* **Goal of the exercise**
Repeat word for word the stretch from "Russian President Vladimir" through "via Getty Images." in the article on Interpol and Russia.

Russian President Vladimir Putin’s rule has made his country one of the worst places on the planet to be a journalist. As of 2021, Russia ranked 150 out of 180 countries in the Press Freedom Index compiled by international nonprofit Reporters Without Borders. Photo by Mikhail Klimentyev/Sputnik/AFP via Getty Images.
Calling “neutrality” the cornerstone of their organization, Interpol officials refused to suspend Russia from the global police institution following the Kremlin’s invasion of Ukraine. But they pledged new measures to keep Russian cops from using Interpol’s databases to target Ukrainians or domestic dissidents on the run from Vladimir Putin’s regime.
The US and its fellow members in the “Five Eyes” intelligence network have urged Interpol to suspend Russia, a nation critics say routinely abuses Interpol’s databases to harass dissidents living abroad by hampering their mobility and urging unwitting foreign police organizations in 193 other nations to jail innocent members of the Russian diaspora who defy Putin.

Pointing dataset excerpts:

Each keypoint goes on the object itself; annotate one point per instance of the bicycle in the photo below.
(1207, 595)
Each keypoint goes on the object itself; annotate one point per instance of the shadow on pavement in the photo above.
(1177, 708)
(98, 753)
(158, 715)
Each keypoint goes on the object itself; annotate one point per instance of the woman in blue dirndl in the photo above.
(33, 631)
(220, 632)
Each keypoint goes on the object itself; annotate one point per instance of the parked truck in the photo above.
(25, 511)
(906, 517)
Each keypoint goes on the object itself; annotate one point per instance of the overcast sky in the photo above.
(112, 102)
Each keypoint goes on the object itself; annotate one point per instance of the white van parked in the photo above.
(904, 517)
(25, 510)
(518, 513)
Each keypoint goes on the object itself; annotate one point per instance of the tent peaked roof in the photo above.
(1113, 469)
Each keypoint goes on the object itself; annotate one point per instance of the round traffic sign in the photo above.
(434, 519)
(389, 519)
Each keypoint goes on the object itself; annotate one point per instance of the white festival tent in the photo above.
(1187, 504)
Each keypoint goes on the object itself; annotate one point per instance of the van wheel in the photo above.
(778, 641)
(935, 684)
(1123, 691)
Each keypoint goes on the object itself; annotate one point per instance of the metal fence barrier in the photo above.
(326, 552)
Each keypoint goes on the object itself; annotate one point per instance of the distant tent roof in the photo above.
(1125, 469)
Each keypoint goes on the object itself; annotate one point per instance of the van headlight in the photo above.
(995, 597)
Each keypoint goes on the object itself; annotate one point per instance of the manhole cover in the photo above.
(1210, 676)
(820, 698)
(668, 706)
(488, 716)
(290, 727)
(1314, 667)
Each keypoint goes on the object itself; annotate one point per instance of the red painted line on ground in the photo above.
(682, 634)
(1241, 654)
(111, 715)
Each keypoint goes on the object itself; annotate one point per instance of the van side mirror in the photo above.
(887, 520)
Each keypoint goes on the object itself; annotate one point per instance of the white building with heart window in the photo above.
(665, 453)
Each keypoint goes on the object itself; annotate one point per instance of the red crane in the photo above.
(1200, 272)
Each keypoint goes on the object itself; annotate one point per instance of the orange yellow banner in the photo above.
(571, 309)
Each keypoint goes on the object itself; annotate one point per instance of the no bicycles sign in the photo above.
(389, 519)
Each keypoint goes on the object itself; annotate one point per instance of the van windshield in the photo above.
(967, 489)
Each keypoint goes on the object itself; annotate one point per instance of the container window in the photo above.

* **Expected answer**
Russian President Vladimir Putin’s rule has made his country one of the worst places on the planet to be a journalist. As of 2021, Russia ranked 150 out of 180 countries in the Press Freedom Index compiled by international nonprofit Reporters Without Borders. Photo by Mikhail Klimentyev/Sputnik/AFP via Getty Images.